Starting at the line that contains "Point to every instance of the water" and ending at the last of the entries, give those lines again with "Target" changed to "Label" and everything else left the same.

WORKING DATA:
========================

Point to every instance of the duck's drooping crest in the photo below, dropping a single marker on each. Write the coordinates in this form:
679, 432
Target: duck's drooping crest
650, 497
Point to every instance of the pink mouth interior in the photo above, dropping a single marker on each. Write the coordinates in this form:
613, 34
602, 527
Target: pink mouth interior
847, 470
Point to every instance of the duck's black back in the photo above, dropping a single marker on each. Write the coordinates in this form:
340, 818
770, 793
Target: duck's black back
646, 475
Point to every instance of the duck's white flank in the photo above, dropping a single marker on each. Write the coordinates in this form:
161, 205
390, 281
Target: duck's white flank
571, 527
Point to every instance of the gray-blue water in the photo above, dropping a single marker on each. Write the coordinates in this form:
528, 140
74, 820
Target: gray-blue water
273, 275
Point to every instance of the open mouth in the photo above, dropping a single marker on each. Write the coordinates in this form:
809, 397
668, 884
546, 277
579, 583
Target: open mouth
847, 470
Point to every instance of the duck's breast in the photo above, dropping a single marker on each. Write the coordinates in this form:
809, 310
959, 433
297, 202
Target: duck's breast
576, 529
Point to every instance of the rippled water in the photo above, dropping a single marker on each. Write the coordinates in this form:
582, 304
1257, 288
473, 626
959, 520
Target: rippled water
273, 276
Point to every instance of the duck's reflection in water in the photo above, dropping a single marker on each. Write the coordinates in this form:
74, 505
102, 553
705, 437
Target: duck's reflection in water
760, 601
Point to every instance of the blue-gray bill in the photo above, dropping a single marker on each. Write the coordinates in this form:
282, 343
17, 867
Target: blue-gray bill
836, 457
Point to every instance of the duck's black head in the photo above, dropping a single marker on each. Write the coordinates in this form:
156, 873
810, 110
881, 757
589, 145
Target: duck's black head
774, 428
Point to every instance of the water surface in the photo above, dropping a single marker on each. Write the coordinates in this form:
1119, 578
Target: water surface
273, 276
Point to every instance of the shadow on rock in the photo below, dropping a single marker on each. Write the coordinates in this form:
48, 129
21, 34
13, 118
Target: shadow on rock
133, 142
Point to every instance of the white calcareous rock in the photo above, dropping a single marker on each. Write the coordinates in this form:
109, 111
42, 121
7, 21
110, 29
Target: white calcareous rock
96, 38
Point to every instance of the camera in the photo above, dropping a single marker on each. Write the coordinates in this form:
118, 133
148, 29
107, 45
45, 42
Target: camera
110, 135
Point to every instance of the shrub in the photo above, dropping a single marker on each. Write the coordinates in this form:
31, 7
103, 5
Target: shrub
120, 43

========================

RESULT FOR THIS EXERCISE:
Point to every instance of the water surface in the photo above, dropping a single marker on each. Write the coordinates in this form:
1119, 578
Label: water surface
273, 276
Point to every instance of the shadow on rock in the photo below, dropping a single marker on each. Write the coordinates in this form:
48, 129
21, 34
13, 118
Label: shadow on rock
133, 142
Point to every instance of the white calcareous rock in the photo above, dropping a single marker on each. Write the coordinates in this form:
109, 111
42, 121
7, 21
110, 29
Label: white calcareous rock
96, 38
Point to every instance of the camera in the photo above, dropping a single marker on each. Write the coordinates in this form:
118, 133
148, 29
107, 45
45, 42
Label: camera
110, 135
Point to every instance of the shrub in the photo above, dropping a single marker on each. Write the coordinates in this form:
31, 7
103, 5
Label: shrub
120, 43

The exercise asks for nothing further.